The City of Naperville owns and operates
an electric utility serving 48,000 residential customers and 3,000
commercial and industrial customers with 800 miles of transmission
and distribution lines. The service area includes 46-square-miles
of land within the corporate limits. The City purchases all of
its electrical needs as wholesale bulk power from Commonwealth
Edison Company at 138 kV. The electric utility’s facilities
include 12 operational electric substations and 3 electrical substations
under construction.
Issue:
Several large commercial customers served by the electric utility
have an internal distribution network for their facility extended
from the City’s 12.47kV distribution network. These commercial
customers are responsible for supporting and maintaining their
campus’ medium voltage network. The same feeders provide
power to other customers and are protected by the City of Naperville’s
substation equipment.
If a cable fault occurs on the commercial
customer supported feeder, the City’s ability to restore
power is dependent on the facility’s response time. This
situation was not acceptable to the Utility vision of providing
highly reliable power to its customers. Therefore, the City of
Naperville has implemented an application, which allows identification
and isolation of the faulty section on the feeder. It made restoration
of power to the non-affected part of the feeder minimal, while
awaiting diagnostics and maintenance by the commercial customer.
Application:
The application consists of 1) electrical hardware; 2) networking
hardware and software; 3) implementation of operation procedure.
- Horstmann Underground Fault Indicators
are installed on the customer side of the self-supported 12.47kV
feeder distribution network. The Underground Fault Indicators
are equipped with local flashing LEDs and a distribution automation
relay, which is designed to provide a pulse or latched contact
to a remote terminal unit (RTU) on a SCADA system.
- The City of Naperville’s SCADA
system utilizes conventional substation type RTUs and licensed
radio communication. But, for this application, the cost and complexity
of such an installation was not justifiable. In lieu of the conventional
SCADA RTUs with dedicated radios, the City deployed Telemetric
MicroRTUs that utilize the public cellular network. Telemetric
MicroRTUs provide an easy way to connect with the Underground
Fault Indicators automation relay and do not require a specialized
communication infrastructure.

» **DATA UNDER STUDY**:
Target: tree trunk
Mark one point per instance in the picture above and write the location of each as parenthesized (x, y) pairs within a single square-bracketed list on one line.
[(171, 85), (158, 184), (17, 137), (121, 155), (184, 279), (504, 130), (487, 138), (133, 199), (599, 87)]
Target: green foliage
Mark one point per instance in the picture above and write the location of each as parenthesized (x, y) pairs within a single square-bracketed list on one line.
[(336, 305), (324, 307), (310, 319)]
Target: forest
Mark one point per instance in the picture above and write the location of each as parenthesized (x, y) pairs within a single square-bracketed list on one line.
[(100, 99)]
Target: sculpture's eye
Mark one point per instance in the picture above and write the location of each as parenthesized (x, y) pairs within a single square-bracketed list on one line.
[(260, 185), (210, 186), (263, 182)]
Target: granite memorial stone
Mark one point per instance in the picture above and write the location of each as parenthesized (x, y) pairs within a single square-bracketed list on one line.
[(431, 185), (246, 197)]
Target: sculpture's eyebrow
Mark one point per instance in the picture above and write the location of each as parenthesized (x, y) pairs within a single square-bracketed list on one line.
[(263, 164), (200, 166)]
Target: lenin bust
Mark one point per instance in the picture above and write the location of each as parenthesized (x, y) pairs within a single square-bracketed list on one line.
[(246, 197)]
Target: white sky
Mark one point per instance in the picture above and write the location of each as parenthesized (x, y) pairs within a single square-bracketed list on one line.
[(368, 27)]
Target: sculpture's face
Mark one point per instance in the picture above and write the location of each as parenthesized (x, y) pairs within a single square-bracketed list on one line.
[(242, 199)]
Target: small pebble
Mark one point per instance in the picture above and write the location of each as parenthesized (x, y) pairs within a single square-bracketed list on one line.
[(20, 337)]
==
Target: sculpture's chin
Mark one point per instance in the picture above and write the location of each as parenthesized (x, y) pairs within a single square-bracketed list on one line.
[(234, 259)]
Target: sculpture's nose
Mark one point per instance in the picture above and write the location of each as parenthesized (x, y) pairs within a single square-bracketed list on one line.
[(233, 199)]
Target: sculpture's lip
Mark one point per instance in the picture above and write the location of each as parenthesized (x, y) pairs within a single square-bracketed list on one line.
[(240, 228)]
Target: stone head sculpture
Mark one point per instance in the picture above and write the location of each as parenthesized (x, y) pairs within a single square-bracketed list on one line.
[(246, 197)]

» **TASK 1**: Echo the passage of the Naperville utility text that begins at the words "- The City of" and stops after "communication infrastructure.".
» **TASK 2**: According to the Naperville utility text, why did the City use Telemetric MicroRTUs for this application instead of its conventional substation RTUs? Answer in one to three sentences.
» **TASK 3**: Go on with the Naperville utility text from the point where it stops.
The rows above come from a source unrelated to the Naperville utility text.

» **ANSWER SECTION 1**:
- The City of Naperville’s SCADA
system utilizes conventional substation type RTUs and licensed
radio communication. But, for this application, the cost and complexity
of such an installation was not justifiable. In lieu of the conventional
SCADA RTUs with dedicated radios, the City deployed Telemetric
MicroRTUs that utilize the public cellular network. Telemetric
MicroRTUs provide an easy way to connect with the Underground
Fault Indicators automation relay and do not require a specialized
communication infrastructure.

» **ANSWER SECTION 2**: The cost and complexity of installing conventional substation-type RTUs with licensed radio communication could not be justified for this application. Telemetric MicroRTUs use the public cellular network, connect easily to the Underground Fault Indicators' automation relay, and need no specialized communication infrastructure.

» **ANSWER SECTION 3**:
- The utility Control Room operator
is alerted immediately about fault location via the Telemetric
Web Server by pager, cell phone, or e-mail. The same notification
is sent to the commercial facility manager to initiate the repair.
Benefits:
- Prior to installation of Underground Fault Indicators and deploying
Telemetric MicroRTUs, the City of Naperville’s Control Room
operators would send a crew to identify the fault location along
the feeder after substation breaker operated under fault condition.
If the fault was within the commercial property, a phone call
to the facility manager had to be placed to initiate the repair.
- The new application provides immediate
notification to the Control Room and the customer if the fault
is within the commercial facility property.
- Receiving advance notification from
the Underground Fault Indicators allows the utility operators
to dispatch a power restoration crew within minutes of an outage.
This isolates the problem span of the feeder and restores power
to customers outside of the facility campus.
- Finally, notification from the
Underground Fault Indicators allows a manager at the commercial
facility to respond expeditiously to a power outage within the
facility, therefore reducing its downtime.